##### Data #####
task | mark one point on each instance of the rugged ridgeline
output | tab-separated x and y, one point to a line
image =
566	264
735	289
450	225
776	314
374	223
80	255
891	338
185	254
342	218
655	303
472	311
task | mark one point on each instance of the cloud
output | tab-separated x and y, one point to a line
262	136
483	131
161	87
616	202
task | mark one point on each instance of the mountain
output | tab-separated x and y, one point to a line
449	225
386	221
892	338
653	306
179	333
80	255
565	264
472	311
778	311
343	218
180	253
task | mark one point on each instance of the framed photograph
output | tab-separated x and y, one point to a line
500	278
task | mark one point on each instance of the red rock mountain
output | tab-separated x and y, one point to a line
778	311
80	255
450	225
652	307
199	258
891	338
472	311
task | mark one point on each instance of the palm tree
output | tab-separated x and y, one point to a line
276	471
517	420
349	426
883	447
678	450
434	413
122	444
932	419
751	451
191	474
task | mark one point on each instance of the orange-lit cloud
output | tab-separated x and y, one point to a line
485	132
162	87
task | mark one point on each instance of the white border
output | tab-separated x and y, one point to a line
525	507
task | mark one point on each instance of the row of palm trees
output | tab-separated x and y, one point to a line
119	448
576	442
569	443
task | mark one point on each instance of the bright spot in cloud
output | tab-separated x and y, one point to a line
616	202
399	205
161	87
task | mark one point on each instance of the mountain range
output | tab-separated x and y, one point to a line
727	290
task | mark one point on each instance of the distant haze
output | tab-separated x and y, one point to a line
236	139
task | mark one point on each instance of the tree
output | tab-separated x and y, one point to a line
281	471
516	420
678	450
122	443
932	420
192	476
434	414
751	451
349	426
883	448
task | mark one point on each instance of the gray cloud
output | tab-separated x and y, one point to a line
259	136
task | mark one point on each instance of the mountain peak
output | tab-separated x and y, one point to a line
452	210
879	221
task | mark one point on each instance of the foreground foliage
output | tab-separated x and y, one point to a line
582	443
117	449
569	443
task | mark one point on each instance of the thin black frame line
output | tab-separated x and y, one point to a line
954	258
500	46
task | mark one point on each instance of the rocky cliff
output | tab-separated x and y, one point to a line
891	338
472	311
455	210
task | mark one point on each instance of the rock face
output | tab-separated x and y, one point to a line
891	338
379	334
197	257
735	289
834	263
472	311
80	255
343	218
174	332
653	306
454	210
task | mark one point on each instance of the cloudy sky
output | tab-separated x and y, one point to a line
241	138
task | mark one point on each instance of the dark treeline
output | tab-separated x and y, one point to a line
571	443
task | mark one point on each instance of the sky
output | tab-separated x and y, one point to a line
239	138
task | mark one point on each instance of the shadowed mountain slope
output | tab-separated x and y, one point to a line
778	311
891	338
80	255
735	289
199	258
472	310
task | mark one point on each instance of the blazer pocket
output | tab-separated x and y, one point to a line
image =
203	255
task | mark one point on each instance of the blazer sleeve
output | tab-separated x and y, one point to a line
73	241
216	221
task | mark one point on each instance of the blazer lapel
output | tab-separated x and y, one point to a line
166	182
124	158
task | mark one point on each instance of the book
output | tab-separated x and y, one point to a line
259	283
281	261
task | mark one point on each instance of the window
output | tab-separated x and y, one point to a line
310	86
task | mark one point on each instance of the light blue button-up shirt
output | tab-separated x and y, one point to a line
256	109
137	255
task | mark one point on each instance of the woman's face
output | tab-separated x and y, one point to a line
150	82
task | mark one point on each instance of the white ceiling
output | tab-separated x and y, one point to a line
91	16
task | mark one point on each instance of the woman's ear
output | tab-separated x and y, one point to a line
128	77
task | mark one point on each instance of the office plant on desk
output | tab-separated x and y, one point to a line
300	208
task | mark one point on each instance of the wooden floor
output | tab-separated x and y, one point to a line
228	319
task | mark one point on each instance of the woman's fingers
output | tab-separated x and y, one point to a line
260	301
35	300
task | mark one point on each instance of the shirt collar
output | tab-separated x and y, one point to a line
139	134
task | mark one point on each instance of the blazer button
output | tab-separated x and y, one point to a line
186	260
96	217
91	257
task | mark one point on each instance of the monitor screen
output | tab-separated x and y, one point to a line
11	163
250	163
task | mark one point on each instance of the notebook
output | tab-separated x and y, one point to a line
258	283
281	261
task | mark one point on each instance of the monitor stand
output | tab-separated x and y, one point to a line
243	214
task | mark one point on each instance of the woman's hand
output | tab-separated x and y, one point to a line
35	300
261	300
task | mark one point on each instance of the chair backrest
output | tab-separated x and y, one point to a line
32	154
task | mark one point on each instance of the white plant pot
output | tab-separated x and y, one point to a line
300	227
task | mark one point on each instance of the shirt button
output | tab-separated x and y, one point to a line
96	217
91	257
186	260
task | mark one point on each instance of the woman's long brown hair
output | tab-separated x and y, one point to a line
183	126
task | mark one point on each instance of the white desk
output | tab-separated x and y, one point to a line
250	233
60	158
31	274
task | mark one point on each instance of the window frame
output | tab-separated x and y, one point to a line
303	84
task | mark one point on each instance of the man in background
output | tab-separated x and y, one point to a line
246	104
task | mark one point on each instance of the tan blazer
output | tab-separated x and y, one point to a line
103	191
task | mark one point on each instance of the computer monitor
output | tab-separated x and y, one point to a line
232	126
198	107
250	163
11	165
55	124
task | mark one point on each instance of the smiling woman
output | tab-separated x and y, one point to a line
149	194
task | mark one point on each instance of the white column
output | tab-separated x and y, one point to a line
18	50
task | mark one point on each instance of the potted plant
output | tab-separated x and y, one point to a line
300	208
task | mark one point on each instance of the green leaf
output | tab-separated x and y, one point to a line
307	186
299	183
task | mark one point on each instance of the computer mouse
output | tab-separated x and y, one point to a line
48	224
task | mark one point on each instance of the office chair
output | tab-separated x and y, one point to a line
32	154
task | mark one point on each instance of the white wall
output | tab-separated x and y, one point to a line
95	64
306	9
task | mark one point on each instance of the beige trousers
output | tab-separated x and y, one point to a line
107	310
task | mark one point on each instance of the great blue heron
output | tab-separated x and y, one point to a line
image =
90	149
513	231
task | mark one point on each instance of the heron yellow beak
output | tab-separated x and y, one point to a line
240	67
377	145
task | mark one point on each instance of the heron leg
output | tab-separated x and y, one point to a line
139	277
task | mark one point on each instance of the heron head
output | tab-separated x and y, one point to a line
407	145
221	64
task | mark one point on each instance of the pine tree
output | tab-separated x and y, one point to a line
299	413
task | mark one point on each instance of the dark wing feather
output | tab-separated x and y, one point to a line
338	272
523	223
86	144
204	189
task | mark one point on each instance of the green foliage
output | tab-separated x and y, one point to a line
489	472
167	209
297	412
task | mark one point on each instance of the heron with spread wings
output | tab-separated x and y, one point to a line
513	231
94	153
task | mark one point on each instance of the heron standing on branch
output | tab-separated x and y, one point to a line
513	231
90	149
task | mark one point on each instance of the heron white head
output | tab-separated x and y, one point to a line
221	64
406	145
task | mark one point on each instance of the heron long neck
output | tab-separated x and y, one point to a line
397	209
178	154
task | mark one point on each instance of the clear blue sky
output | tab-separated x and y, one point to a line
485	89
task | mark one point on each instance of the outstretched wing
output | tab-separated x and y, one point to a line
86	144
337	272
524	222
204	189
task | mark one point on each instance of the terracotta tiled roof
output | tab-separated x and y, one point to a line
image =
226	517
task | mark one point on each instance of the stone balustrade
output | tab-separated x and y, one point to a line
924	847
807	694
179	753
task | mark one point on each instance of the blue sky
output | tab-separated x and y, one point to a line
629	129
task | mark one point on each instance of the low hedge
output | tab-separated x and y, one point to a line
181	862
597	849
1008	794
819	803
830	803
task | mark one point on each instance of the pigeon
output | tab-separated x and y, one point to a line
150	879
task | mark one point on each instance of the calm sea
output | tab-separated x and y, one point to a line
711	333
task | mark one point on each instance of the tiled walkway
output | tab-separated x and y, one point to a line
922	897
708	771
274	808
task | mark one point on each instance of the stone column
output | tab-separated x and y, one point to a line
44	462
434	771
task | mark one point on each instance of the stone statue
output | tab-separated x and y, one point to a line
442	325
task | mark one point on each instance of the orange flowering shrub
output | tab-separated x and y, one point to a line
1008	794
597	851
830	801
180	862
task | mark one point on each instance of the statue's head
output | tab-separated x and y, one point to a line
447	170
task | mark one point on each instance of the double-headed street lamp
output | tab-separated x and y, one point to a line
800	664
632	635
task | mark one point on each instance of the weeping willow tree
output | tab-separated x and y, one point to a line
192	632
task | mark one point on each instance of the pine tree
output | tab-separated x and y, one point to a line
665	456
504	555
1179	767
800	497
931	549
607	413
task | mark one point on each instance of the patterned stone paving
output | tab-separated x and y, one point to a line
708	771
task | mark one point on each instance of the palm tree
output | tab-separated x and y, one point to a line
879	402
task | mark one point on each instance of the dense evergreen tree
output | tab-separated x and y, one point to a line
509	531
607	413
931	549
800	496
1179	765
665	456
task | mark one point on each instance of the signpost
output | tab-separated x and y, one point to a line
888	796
#####
- Problem statement: Go over the entries above and say how many lines hold the string "column", with no other text.

- Your response: 2